##### Extrait source

Publié dans Le Temps le 31 - 01 - 2016

Ecrivain, éditeur et grand passionné de l'Histoire de la Tunisie, Abdelaziz Belkhodja a toujours été attiré par la politique. En mars 2011, le Parti Républicain, présidé par Belkhodja, obtient son visa et rejoint la coalition du Pôle démocratique moderniste participant, ainsi, aux élections de 2011 avec des listes communes. Suite à la grande défaite de tous les partis progressistes à l'époque, Abdelaziz Belkhodja s'est retiré de la vie politique pour se réserver à l'écriture.
Cependant, il n'a jamais arrêté de critiquer avec virulence les différents gouvernements qui se sont succédé depuis la révolution. Abdelaziz Belkhodja s'est aussi distingué par un ouvrage où il revient, avec Tarak Cheikhrouhou, sur les différents événements survenus entre décembre 2010 et janvier 2011. Au cours de cet entretien, Abdelaziz Belkhodja parle de son analyse de l'actualité politique et de l'avenir du pays.
-Le Temps : Lors des élections de 2011, on vous a vu présent sur les listes législatives du Pôle. Après ces élections, vous vous êtes retirés de la vie politique. Quelles sont les raisons de ce retrait?
Abdelaziz Belkhodja :On savait, en 2011, qu'on allait perdre les élections et qu'Ennahdha allait tout rafler. Nous le voyions partout, dans les marchés, dans les villages, dans les villes, à la campagne, dans les montagnes aussi, là où s'entraînaient les sportifs (sourire). Nous l'avons compris très tôt et nous avons tout fait pour persuader les progressistes de s'unir pour défendre, auprès de la population tunisienne, le projet moderniste qui est le seul à pouvoir sortir la Tunisie de la crise, mais les égos l'ont emporté sur l'intérêt national. Seuls le Massar (Le Tajdid), le Parti Socialiste, nous (le PR) et la Voie du Centre avaient, à l'époque, joué le jeu de l'union et avaient formé le Pôle. Tous les autres partis progressistes avaient préféré la division ou encore la compromission, ce qui avait ouvert un boulevard aux islamistes avec les conséquences que l'on sait : la très dangereuse dilution du message progressiste. Au lieu de parler des réformes nécessaires pour la Tunisie, tout le pays a commencé à débattre de questions complètement inutiles, la laïcité, l'athéisme et autres sujets complètement anachroniques. Après les élections, je me suis dis que, déçus par la division, les progressistes seraient enfin prêts à s'unir, mais ils n'avaient pas retenu la leçon. C'est en constatant ce fait que j'ai décidé d'arrêter la politique. C'était en novembre 2011.
-Vous vous distinguez aujourd'hui par des prises de position assez virulentes à l'encontre du pouvoir en place. Quels sont vos arguments?

##########
##### Enregistrements conservés

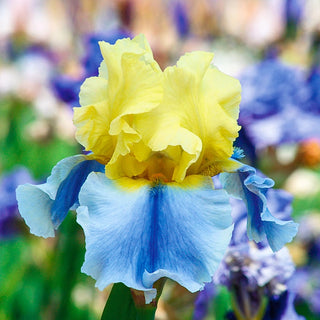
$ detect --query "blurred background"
[0,0,320,320]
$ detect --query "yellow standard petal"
[74,36,162,179]
[139,52,241,182]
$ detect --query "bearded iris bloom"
[17,36,296,303]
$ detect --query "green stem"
[136,307,157,320]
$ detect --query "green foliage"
[0,99,79,178]
[101,283,156,320]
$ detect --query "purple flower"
[0,167,34,238]
[239,59,320,148]
[214,243,294,319]
[51,29,129,107]
[193,282,216,320]
[284,0,305,25]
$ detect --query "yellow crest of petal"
[73,35,163,178]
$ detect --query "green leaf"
[101,283,157,320]
[101,283,137,320]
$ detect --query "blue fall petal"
[77,173,233,303]
[16,155,103,238]
[220,165,298,251]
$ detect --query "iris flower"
[17,35,297,303]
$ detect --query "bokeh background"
[0,0,320,320]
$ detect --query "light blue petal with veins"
[77,173,233,303]
[220,165,298,251]
[16,155,101,238]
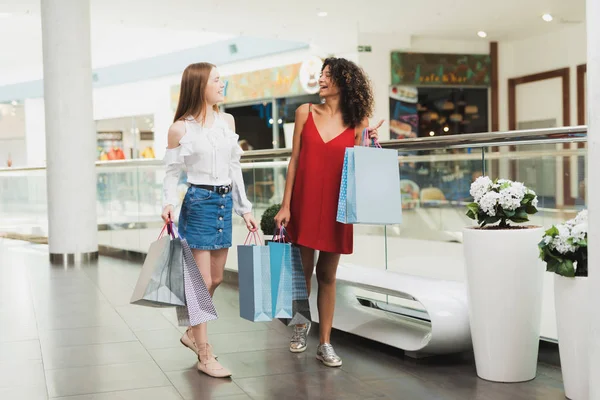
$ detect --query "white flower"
[479,192,500,217]
[574,210,587,225]
[470,176,492,203]
[500,183,525,211]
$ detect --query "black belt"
[190,183,231,194]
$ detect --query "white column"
[586,0,600,400]
[41,0,98,261]
[25,98,46,167]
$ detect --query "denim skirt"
[179,186,233,250]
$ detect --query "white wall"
[0,104,27,168]
[25,46,332,165]
[498,24,586,130]
[25,99,46,166]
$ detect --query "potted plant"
[260,204,281,243]
[539,210,590,400]
[463,176,544,382]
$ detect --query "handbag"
[336,129,402,225]
[237,232,273,322]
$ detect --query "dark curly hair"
[321,57,373,128]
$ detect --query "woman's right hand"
[275,207,290,230]
[161,204,175,224]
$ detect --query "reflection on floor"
[0,239,564,400]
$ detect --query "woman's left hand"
[367,119,384,140]
[242,213,258,232]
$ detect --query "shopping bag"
[131,225,185,307]
[177,225,218,326]
[237,232,273,322]
[268,231,292,318]
[279,245,312,326]
[336,130,402,225]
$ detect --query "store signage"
[140,131,154,140]
[391,52,491,86]
[298,57,323,94]
[390,85,419,139]
[171,57,323,111]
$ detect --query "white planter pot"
[554,275,590,400]
[463,227,545,382]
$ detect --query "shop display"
[390,85,419,139]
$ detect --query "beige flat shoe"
[198,343,231,378]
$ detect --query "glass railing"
[0,127,586,337]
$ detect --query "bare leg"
[191,249,231,378]
[188,249,214,345]
[317,252,340,344]
[191,249,228,345]
[290,246,315,353]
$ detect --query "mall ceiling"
[0,0,585,85]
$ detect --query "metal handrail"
[0,125,588,173]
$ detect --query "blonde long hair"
[173,62,219,123]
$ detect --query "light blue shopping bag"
[237,232,273,322]
[336,131,402,225]
[269,233,293,319]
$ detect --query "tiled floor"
[0,239,564,400]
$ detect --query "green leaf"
[502,209,515,218]
[485,215,502,225]
[546,259,560,272]
[525,204,537,214]
[467,203,479,213]
[515,207,527,218]
[509,216,529,224]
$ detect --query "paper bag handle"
[362,128,381,149]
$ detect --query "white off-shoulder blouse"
[163,112,252,216]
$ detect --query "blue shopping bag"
[336,130,402,225]
[279,245,312,326]
[237,232,273,322]
[269,228,293,319]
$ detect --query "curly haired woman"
[275,58,383,367]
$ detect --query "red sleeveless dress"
[286,111,354,254]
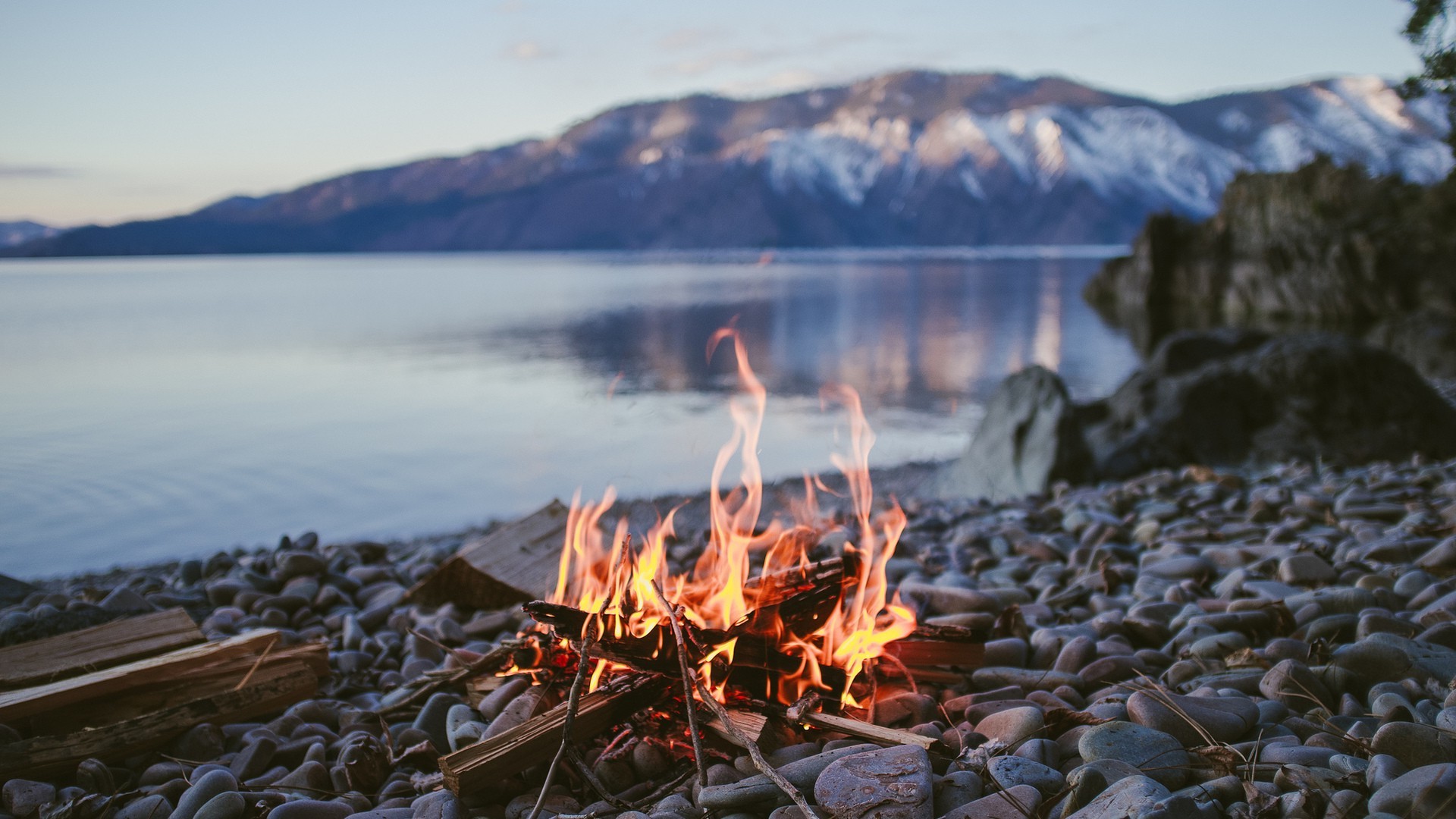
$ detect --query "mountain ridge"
[9,71,1451,255]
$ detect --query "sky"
[0,0,1417,226]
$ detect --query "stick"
[526,620,597,819]
[689,670,818,816]
[652,580,708,786]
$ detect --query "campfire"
[425,329,983,809]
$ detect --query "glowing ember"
[551,329,915,705]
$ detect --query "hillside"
[9,71,1451,255]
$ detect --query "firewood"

##########

**Consignes:**
- a) Répondez aux questions suivantes d'après l'entretien avec Abdelaziz Belkhodja :
(i) En quel mois de 2011 le Parti Républicain obtient-il son visa ?
(ii) Avec qui Abdelaziz Belkhodja revient-il, dans un ouvrage, sur les événements survenus entre décembre 2010 et janvier 2011 ?
(iii) À quelle date dit-il avoir décidé d'arrêter la politique ?
- b) Poursuivez l'entretien avec Abdelaziz Belkhodja au-delà de la dernière question posée.

**Réponses:**
- a)
(i) En mars 2011.
(ii) Avec Tarak Cheikhrouhou.
(iii) En novembre 2011.

- b)
Des amis de la Troïka, qui m'en voulaient à l'époque d'avoir eu des positions extrêmes, diront, aujourd'hui, que mes prises de position sont plutôt vigoureuses que virulentes. Ils voient aujourd'hui que je m'attaque à Nidaa Tounes pour la défense des mêmes principes. Ils ont compris que mon unique motivation est l'intérêt de mon pays. Même les Nahdhaouis ont changé d'avis par rapport à moi. Mieux encore, ceux qui viennent de quitter Nidaa Tounes, après la catastrophe vécue par leur parti, m'avouent qu'ils comprennent et partagent désormais mes critiques. Ce qui est violent, voire insultant, c'est l'inconscience des politiques depuis le 14 janvier.
Pour parler du présent, l'échec lamentable de la nouvelle majorité a pour cause l'irrespect de ses propres valeurs déclarées (qui nous ont rassemblés auparavant) et de ses propres promesses. Nidaa Tounes n'a même pas gouverné, il s'est empêtré, d'emblée, dans la compromission et a accepté la nomination d'un chef de gouvernement complètement incapable de sortir la Tunisie de la crise. Aucune idée, aucun plan ni aucune vision n'ont été pensés. Le pouvoir n'a jamais atteint le stade de la tactique, encore moins celui de la stratégie. Il est très loin de l'intelligence.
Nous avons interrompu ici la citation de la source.